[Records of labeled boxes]

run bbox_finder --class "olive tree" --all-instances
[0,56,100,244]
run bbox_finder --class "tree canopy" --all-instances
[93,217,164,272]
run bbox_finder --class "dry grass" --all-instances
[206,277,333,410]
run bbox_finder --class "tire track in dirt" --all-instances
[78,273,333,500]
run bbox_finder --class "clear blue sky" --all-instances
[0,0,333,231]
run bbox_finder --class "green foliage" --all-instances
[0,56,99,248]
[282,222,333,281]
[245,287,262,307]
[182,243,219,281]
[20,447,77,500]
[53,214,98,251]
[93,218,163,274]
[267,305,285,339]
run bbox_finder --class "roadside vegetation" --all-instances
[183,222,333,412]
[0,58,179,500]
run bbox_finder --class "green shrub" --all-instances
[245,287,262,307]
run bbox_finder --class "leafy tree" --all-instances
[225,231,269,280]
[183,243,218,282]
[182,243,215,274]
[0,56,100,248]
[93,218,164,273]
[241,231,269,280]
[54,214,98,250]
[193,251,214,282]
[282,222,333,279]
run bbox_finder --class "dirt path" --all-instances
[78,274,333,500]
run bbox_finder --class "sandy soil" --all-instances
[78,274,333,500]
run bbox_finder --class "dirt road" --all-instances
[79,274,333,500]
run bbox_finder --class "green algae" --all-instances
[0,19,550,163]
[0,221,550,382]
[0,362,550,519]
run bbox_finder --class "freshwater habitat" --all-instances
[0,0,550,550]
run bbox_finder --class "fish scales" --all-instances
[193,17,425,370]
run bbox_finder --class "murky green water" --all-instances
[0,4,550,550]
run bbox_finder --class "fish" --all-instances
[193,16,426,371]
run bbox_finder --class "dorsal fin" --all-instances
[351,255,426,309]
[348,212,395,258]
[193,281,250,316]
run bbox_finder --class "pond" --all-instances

Prompt
Reproduce the entries above with every instance of "bbox_finder" switched to "region_locator", keeping all other lines unchanged.

The output
run region_locator --class "olive tree" --all-instances
[0,56,100,244]
run region_locator --class "tree canopy" --all-instances
[93,217,164,272]
run region_locator --class "dry grass" --all-instances
[206,277,333,410]
run region_locator --class "tire track in dirt" --all-instances
[78,273,333,500]
run region_locator --class "clear blue sky" --all-instances
[0,0,333,231]
run region_locator --class "green foliage" --all-instances
[0,56,99,248]
[282,222,333,281]
[245,287,262,307]
[182,243,219,281]
[20,447,77,500]
[53,214,98,251]
[93,218,163,274]
[267,305,285,339]
run region_locator --class "roadside vegetation" --all-instances
[183,222,333,412]
[0,58,179,500]
run region_locator --class "green shrub" --all-instances
[245,287,262,307]
run region_locator --class "leafy tree" --all-instances
[225,231,269,280]
[183,243,218,282]
[182,243,215,274]
[0,56,100,248]
[93,218,164,273]
[241,231,269,280]
[54,214,98,250]
[193,251,214,282]
[282,222,333,279]
run region_locator --class "dirt path" --all-instances
[78,274,333,500]
run region_locator --class "sandy soil" --all-instances
[78,274,333,500]
run region_locator --class "dirt road" --all-instances
[79,274,333,500]
run region_locator --class "green algae" --all-instances
[0,19,550,163]
[0,221,550,382]
[0,362,550,519]
run region_locator --class "freshwater habitat" --all-instances
[0,0,550,550]
run region_locator --class "fish scales" --all-instances
[193,17,425,370]
run region_locator --class "murky green water" --all-instances
[0,4,550,550]
run region_locator --class "fish" --all-instances
[193,16,426,371]
run region_locator --class "dorsal fin" --all-instances
[351,255,426,309]
[348,212,395,258]
[193,281,250,316]
run region_locator --class "pond" --all-instances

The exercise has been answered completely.